## TAREA ASIGNADA
Devuelva, sin alteración alguna, todo el pasaje del extracto sobre la guerra en Ucrania que va desde "Pese a que más" hasta "toda la humanidad.".

## EXTRACTO
Es obvio que el conflicto ha rebasado la confrontación entre Rusia y Ucrania, al involucrar crecientemente a los Estados Unidos, a Gran Bretaña, a la OTAN y a gran parte de los miembros de la Unión Europea en lo que el secretario de la OTAN, Jen Stoltenberg, ha calificado abiertamente como una guerra que, además, según el mismo funcionario, se inició en 2014. De hecho, la guerra en Ucrania ha provocado un impacto sistémico en tanto afecta la existencia del orden liberal unipolar existente y da lugar a la profundización del surgimiento de un orden multipolar complejo y diverso en el marco de grandes incertidumbres y de la ausencia o el deterioro de una gobernanza global en muchos campos.

Pese a que más de dos terceras partes de los países miembros de la ONU han expresado su condena a la intervención rusa en Ucrania, lo cierto es que el resto de la comunidad internacional y, especialmente, algunas naciones del sur global y, particularmente, muchos países de América Latina y el Caribe han optado por la neutralidad o por el no alineamiento en el conflicto, probablemente porque no quieren verse inmersos en una crisis que amenaza con sembrar las semillas de una mayor catástrofe: una guerra global con el uso de armamento nuclear, esta vez con la capacidad de aniquilar a toda la humanidad.

*Analista internacional y presidente de Cries.

## DATOS PROPORCIONADOS

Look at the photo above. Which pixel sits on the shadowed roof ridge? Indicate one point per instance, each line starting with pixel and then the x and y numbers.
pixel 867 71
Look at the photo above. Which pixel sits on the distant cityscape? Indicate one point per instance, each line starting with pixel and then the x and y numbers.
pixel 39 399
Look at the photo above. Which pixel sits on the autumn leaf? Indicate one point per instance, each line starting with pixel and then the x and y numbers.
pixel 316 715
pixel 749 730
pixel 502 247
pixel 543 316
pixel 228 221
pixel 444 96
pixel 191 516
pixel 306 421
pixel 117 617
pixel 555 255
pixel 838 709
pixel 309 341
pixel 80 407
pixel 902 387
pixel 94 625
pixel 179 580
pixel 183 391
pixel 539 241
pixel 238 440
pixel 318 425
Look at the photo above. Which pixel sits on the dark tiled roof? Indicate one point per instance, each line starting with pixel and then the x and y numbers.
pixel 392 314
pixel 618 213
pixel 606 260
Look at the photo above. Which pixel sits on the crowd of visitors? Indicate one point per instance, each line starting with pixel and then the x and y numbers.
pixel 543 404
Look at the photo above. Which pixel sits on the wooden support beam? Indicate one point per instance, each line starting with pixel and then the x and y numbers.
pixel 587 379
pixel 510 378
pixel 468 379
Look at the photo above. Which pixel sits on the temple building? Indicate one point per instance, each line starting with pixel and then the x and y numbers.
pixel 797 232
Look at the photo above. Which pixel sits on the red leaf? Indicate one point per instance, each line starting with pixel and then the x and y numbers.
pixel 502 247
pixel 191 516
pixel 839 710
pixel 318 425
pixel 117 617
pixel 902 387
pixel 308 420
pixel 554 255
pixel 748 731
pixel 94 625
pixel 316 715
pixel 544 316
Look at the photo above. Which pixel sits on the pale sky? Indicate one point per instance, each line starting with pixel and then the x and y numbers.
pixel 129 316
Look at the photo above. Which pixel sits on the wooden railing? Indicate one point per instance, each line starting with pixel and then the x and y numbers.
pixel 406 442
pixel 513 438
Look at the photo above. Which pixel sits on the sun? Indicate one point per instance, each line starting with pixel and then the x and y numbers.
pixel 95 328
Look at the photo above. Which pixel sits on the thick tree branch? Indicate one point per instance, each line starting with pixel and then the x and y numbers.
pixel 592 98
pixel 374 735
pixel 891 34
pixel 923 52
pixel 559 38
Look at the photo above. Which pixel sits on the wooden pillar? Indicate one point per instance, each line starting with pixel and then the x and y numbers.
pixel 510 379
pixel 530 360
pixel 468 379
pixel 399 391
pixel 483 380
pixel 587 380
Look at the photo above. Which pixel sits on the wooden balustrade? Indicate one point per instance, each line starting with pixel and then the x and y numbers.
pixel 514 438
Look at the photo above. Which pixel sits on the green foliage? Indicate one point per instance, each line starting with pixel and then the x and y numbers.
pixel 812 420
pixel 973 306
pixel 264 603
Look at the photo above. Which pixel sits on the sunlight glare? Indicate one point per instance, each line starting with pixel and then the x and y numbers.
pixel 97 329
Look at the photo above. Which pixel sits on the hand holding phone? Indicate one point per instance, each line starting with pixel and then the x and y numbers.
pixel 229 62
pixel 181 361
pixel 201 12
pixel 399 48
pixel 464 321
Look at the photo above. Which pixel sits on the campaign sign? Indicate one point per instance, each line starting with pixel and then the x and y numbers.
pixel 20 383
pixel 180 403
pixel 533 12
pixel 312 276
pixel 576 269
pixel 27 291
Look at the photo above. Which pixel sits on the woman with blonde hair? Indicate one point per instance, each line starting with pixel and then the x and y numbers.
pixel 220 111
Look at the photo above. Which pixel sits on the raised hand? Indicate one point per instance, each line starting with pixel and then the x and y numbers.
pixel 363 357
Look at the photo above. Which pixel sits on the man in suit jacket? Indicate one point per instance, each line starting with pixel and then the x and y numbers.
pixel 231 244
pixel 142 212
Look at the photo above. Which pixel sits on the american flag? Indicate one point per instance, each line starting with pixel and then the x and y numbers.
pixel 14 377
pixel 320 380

## RESPUESTA
Pese a que más de dos terceras partes de los países miembros de la ONU han expresado su condena a la intervención rusa en Ucrania, lo cierto es que el resto de la comunidad internacional y, especialmente, algunas naciones del sur global y, particularmente, muchos países de América Latina y el Caribe han optado por la neutralidad o por el no alineamiento en el conflicto, probablemente porque no quieren verse inmersos en una crisis que amenaza con sembrar las semillas de una mayor catástrofe: una guerra global con el uso de armamento nuclear, esta vez con la capacidad de aniquilar a toda la humanidad.